• Your goal
Take the entries that follow and write each one out exactly.

Referring expression data:
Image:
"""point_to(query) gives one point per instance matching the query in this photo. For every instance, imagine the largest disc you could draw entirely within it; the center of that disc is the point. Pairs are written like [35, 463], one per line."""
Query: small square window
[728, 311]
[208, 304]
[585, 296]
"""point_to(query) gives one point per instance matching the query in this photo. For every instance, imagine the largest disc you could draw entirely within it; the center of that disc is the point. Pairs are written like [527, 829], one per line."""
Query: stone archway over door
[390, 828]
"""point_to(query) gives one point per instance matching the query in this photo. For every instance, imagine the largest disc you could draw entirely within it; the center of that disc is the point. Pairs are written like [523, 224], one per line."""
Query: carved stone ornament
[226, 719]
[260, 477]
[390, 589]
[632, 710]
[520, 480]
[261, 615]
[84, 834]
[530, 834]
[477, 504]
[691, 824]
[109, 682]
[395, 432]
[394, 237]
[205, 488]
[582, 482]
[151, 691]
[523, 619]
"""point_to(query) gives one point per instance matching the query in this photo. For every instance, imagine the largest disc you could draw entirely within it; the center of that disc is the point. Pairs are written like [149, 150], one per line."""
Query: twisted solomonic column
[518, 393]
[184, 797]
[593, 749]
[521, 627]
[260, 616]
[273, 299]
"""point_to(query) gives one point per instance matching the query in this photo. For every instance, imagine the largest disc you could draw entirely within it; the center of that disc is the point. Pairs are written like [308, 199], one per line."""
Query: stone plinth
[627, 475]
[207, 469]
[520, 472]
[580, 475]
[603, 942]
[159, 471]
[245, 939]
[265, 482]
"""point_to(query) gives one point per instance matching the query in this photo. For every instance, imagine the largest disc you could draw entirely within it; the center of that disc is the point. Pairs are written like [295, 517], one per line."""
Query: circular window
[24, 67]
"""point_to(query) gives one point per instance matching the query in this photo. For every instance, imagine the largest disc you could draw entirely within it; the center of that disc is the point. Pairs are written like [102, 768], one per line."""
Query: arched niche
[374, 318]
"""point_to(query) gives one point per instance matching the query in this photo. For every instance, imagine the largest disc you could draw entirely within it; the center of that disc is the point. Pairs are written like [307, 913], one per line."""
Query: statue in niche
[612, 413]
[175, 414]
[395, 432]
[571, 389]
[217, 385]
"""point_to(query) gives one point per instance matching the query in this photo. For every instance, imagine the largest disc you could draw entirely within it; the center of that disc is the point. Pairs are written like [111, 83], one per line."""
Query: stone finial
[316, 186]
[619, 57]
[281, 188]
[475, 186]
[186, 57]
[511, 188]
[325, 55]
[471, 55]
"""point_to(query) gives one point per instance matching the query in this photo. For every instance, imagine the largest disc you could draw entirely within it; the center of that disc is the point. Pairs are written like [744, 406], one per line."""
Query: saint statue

• Reply
Image:
"""point_to(query) gives one point per instance matching the query in this photo. For every instance, imagine the largest disc you could draw entirely within it; the center of that disc is the point. Pairs are written like [35, 463], one per line."""
Query: small square window
[728, 311]
[208, 304]
[585, 296]
"""point_to(query) gives one point per instance matching the query in this photo. For every instance, imagine the largest disc you could draw entirely within it; the center of that disc is the point. Pairs are written like [527, 829], one per line."""
Query: stone archway over door
[390, 828]
"""point_to(query) gives one point per instance matching the query in this photo. For every instance, imagine the largest disc you could draw entirely within it; the center of that disc is the point. Pairs are written like [523, 224], one per line."""
Query: carved stone ornament
[226, 719]
[260, 477]
[390, 589]
[632, 710]
[520, 480]
[261, 615]
[84, 834]
[530, 834]
[477, 504]
[691, 824]
[109, 682]
[395, 432]
[394, 237]
[205, 488]
[582, 482]
[151, 691]
[523, 619]
"""point_to(query) gives one point per instance matching the query in this photo. For every instance, imagine the largest disc you could draw entirely within it; the center of that disc is the point. Pairs are written like [149, 150], one per line."""
Query: twisted solomonic column
[518, 393]
[184, 797]
[593, 749]
[521, 627]
[260, 616]
[273, 299]
"""point_to(query) gives one point per instance matching the query in this photo. For every instance, imagine the largest disc you could draw entirely within it; the center of that disc is the point. Pairs are written like [308, 199], one per line."""
Query: stone plinth
[627, 475]
[207, 469]
[520, 472]
[580, 475]
[603, 942]
[159, 471]
[245, 939]
[265, 482]
"""point_to(query) gives one point per instance matching the query in this photo. For every instance, imagine the largest disc you could draw entirely within it; the center of that disc is the point. Pairs are written like [295, 517], one per line."""
Query: circular window
[24, 67]
"""point_to(query) gives one point per instance matching the query in this photo. For every instance, imagine the largest disc you could draw entirely within it; the center of that disc is the point. Pairs are written like [102, 768], one per line."""
Query: arched niche
[374, 318]
"""point_to(query) gives one point per instance matching the query in this photo. For every instance, imagine the largest disc you could draw entirely within it; the center of that disc is the point. Pairs are written like [307, 913], one per line."""
Query: statue in niche
[612, 413]
[175, 414]
[395, 432]
[571, 389]
[217, 385]
"""point_to(query) gives one point per instance matching the query in this photo. For every instance, imagine the largest disc you could draw entirely within it; the center of that disc is the point. Pairs are written like [111, 83], one per line."""
Query: stone finial
[316, 186]
[619, 57]
[281, 188]
[475, 186]
[186, 57]
[511, 188]
[325, 55]
[471, 55]
"""point_to(query) gives one point per instance matching the query in this photo. For every instance, imagine the largest disc you could draw entirely within it; the center of that disc is the point. Pairs are written like [744, 406], one per line."""
Query: saint statue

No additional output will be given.